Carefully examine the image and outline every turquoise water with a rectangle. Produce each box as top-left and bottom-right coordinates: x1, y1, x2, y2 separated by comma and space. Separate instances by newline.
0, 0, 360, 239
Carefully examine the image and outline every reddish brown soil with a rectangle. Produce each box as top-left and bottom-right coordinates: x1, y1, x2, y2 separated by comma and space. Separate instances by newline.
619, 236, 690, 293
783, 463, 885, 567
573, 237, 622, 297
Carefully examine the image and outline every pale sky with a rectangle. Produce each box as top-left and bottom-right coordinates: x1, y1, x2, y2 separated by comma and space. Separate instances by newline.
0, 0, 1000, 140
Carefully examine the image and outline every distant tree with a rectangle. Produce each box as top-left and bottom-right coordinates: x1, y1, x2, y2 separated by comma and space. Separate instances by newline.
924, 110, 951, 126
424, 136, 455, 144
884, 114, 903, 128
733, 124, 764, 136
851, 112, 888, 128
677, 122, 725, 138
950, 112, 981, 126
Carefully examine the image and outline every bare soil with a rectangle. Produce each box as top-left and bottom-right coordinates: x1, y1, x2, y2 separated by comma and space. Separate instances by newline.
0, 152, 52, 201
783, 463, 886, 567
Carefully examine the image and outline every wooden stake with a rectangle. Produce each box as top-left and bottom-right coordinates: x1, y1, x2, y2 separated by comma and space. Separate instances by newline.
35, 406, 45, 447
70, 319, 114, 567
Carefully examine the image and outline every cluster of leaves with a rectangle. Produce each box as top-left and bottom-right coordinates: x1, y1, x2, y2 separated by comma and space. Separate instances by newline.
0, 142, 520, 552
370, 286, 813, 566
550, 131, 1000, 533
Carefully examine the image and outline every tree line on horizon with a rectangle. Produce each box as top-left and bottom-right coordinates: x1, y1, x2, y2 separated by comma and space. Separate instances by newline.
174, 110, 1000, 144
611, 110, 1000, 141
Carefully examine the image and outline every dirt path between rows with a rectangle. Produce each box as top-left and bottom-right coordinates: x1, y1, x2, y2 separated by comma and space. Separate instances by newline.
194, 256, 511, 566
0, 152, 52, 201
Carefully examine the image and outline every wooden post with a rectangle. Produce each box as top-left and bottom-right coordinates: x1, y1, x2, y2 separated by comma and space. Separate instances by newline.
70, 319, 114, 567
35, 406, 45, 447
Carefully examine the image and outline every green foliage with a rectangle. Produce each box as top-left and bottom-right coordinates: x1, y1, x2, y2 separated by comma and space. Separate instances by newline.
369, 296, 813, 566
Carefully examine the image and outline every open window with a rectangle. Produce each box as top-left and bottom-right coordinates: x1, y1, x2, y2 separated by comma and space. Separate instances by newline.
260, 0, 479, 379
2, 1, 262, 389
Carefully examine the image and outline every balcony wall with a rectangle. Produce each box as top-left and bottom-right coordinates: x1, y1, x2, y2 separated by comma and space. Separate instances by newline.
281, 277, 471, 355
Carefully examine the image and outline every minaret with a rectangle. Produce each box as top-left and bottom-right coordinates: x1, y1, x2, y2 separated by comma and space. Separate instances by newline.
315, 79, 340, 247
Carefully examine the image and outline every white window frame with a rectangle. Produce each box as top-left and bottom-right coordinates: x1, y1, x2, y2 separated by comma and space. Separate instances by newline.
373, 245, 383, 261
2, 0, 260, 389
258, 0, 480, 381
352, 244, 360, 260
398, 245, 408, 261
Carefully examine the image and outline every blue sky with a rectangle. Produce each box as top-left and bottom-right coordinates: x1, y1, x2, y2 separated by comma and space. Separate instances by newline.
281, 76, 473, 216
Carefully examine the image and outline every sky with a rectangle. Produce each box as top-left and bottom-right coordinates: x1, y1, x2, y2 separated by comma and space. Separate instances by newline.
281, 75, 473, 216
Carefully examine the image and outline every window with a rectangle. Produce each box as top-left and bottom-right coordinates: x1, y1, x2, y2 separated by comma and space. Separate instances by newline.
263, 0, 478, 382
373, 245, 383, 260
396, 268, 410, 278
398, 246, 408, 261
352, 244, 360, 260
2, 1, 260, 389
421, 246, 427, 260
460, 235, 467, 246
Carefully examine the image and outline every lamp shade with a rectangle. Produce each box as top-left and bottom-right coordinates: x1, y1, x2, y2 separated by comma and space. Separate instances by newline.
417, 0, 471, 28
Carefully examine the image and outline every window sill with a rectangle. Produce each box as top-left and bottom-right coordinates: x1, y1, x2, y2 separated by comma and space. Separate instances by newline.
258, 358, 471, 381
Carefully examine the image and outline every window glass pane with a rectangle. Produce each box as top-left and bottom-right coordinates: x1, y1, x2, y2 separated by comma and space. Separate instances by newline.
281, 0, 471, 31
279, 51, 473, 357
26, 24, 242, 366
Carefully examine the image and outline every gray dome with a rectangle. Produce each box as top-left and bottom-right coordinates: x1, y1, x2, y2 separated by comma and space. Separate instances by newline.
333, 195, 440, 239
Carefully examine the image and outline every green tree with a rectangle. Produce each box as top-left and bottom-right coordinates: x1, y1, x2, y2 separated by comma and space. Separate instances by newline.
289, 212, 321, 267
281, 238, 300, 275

######

◆ What is asked ◆
Rescale the part that opens with the line containing "Carefully examine the image and outline every reddish" and closes with the line containing "573, 237, 622, 297", both included. Give only those lines, with the request line unchanged and every box coordinate in the answers multiplied by 1.95 and rounded to a whole number, halves rounding up.

◆ Problem solution ◆
Carefully examine the image and outline every reddish brown soil with a rectangle. Produce each box as top-left and bottom-right coordinates: x1, y1, x2, y2 separated by comma and space. Separate instances by newline.
1207, 460, 1346, 571
1527, 903, 1726, 1106
1117, 462, 1213, 579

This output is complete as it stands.